[Given problem 1] In the decode_masks documentation, turn the table under "Parameters:" into a short list that gives each parameter's name, type, description, and default.
[Given problem 2] Write out the part of the decode_masks documentation between "Source code in" and "(tuple): Image dimensions.", inclusive, with no changes.

[Page text]
════════════════

Gets the weights file.

Returns:

Name	Type	Description
`str`	`str`	Path to the weights file.

`decode_masks(boxes, masks, proto, img_dim)` ¶

Decodes the masks from the given parameters.

Parameters:

Name	Type	Description	Default
`boxes`	`array`	Bounding boxes.	required
`masks`	`array`	Masks.	required
`proto`	`array`	Proto data.	required
`img_dim`	`tuple`	Image dimensions.	required

Returns:

Type	Description
	np.array: Decoded masks.

Source code in inference/models/yolact/yolact_instance_segmentation.py

def decode_masks(self, boxes, masks, proto, img_dim):
    """Decodes the masks from the given parameters.

    Args:
        boxes (np.array): Bounding boxes.
        masks (np.array): Masks.
        proto (np.array): Proto data.
        img_dim (tuple): Image dimensions.

    Returns:
        np.array: Decoded masks.
    """
    ret_mask = np.matmul(proto, np.transpose(masks))
    ret_mask = 1 / (1 + np.exp(-ret_mask))
    w, h, _ = ret_mask.shape
    gain = min(h / img_dim[0], w / img_dim[1])  # gain  = old / new
    pad = (w - img_dim[1] * gain) / 2, (h - img_dim[0] * gain) / 2  # wh padding
    top, left = int(pad[1]), int(pad[0])  # y, x
    bottom, right = int(h - pad[1]), int(w - pad[0])
    ret_mask = np.transpose(ret_mask, (2, 0, 1))
    ret_mask = ret_mask[:, top:bottom, left:right]
    if len(ret_mask.shape) == 2:
        ret_mask = np.expand_dims(ret_mask, axis=0)
    ret_mask = ret_mask.transpose((1, 2, 0))
    ret_mask = cv2.resize(ret_mask, img_dim, interpolation=cv2.INTER_LINEAR)
    if len(ret_mask.shape) == 2:
        ret_mask = np.expand_dims(ret_mask, axis=2)

════════════════

[Given entries]
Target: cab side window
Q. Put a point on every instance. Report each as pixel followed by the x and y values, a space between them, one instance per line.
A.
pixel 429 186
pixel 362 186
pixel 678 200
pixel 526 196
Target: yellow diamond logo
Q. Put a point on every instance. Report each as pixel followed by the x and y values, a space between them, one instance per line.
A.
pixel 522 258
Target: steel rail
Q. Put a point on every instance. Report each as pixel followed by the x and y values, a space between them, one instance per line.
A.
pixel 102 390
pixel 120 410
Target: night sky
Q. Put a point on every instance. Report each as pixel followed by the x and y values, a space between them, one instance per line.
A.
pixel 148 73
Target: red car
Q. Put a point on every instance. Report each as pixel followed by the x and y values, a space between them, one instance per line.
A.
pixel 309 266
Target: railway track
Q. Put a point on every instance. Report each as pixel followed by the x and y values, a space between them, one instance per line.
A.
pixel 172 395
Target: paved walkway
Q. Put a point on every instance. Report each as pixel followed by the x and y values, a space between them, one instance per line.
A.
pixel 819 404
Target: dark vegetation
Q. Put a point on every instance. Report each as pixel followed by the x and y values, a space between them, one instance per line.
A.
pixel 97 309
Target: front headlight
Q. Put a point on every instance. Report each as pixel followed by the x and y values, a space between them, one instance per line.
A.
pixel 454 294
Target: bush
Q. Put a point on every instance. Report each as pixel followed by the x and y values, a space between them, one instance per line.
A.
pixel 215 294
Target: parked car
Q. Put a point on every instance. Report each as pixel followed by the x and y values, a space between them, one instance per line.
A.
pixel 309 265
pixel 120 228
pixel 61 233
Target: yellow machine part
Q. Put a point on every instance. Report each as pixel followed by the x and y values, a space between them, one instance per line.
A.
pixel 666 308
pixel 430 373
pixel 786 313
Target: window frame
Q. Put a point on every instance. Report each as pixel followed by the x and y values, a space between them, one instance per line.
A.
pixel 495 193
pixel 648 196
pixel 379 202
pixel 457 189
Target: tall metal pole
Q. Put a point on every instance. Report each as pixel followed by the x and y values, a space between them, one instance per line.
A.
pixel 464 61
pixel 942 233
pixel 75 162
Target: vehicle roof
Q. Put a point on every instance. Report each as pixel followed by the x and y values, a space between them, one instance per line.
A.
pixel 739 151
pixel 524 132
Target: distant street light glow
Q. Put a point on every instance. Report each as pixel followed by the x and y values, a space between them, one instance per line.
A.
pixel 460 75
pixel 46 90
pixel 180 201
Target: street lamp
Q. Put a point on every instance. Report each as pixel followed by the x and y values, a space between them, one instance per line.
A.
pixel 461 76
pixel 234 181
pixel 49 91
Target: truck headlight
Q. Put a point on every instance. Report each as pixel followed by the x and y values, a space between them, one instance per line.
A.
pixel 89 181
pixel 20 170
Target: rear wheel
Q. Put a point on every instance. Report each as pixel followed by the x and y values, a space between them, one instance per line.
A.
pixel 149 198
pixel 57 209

════════════════

[Full solution 1]
- boxes (array): bounding boxes; required
- masks (array): masks; required
- proto (array): proto data; required
- img_dim (tuple): image dimensions; required

[Full solution 2]
Source code in inference/models/yolact/yolact_instance_segmentation.py

def decode_masks(self, boxes, masks, proto, img_dim):
    """Decodes the masks from the given parameters.

    Args:
        boxes (np.array): Bounding boxes.
        masks (np.array): Masks.
        proto (np.array): Proto data.
        img_dim (tuple): Image dimensions.